| Aim |
Quote the lines below verbatim, keeping every one of them.

Labeled point records:
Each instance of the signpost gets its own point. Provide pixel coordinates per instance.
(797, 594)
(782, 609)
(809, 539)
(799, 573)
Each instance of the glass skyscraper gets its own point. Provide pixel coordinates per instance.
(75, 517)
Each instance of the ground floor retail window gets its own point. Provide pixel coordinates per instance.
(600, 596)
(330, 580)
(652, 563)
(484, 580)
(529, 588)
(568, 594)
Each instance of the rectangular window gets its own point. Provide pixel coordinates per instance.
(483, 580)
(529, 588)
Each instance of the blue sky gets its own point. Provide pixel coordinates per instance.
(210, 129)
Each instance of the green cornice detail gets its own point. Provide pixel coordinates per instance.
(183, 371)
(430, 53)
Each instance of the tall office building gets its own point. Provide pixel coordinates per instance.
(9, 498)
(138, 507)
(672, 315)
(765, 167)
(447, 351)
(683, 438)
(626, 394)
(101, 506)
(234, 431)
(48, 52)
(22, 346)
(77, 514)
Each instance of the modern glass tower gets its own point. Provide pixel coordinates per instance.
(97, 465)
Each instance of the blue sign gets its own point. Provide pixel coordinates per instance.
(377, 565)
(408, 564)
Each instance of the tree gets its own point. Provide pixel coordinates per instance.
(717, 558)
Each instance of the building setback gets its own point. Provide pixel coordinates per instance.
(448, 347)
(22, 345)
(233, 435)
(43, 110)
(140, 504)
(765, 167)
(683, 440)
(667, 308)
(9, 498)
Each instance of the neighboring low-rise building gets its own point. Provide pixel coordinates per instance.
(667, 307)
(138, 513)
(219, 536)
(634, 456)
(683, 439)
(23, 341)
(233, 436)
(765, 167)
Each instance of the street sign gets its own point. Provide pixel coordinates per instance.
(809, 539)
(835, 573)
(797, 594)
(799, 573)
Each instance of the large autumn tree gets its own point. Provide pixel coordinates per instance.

| Problem solution |
Each instance of the signpost gets its own point. Provide pixel coordinates per instance.
(797, 594)
(782, 609)
(809, 539)
(799, 573)
Each instance of the glass skyscraper gets its own point. Provide pixel coordinates per instance.
(75, 517)
Each instance of the ground floor retail window gets its own point. Provide pixel coordinates per instance.
(600, 596)
(330, 580)
(652, 563)
(484, 580)
(529, 588)
(568, 594)
Each instance of the rectangular window gets its own point. Provide pixel coordinates per instance.
(483, 580)
(529, 588)
Each instance of the blue sky gets its own point. Provide pixel coordinates per instance.
(210, 129)
Each instance of the green cornice detail gets its own point. Provide pixel coordinates per instance.
(183, 371)
(430, 53)
Each instance of the tall office building gets its own point. Provide pixel coordinates per instance.
(9, 498)
(138, 507)
(672, 315)
(765, 167)
(447, 351)
(683, 438)
(626, 394)
(101, 506)
(234, 431)
(48, 52)
(22, 346)
(77, 514)
Each instance of the modern glass tower gets its own point. Provide pixel coordinates per instance.
(97, 465)
Each instance of the blue sign gets its own point. Provide pixel coordinates per instance.
(377, 565)
(408, 564)
Each instance of the tree gets its own point. Provide pixel coordinates per instance.
(717, 558)
Each instance of the building setback gets its own point. Provide pixel coordinates per instance.
(448, 347)
(22, 345)
(233, 435)
(43, 110)
(140, 504)
(765, 167)
(683, 440)
(667, 308)
(9, 498)
Each instance of the neighboring low-rise building gets its own point. Provide pixel coordinates per instance.
(667, 307)
(138, 513)
(219, 536)
(634, 456)
(683, 439)
(23, 341)
(233, 436)
(765, 167)
Each instance of the street sign gets its own point. Provide pixel coordinates per instance.
(809, 539)
(835, 573)
(797, 594)
(799, 573)
Each instance of the large autumn tree gets its own point. Provide pixel coordinates per instance.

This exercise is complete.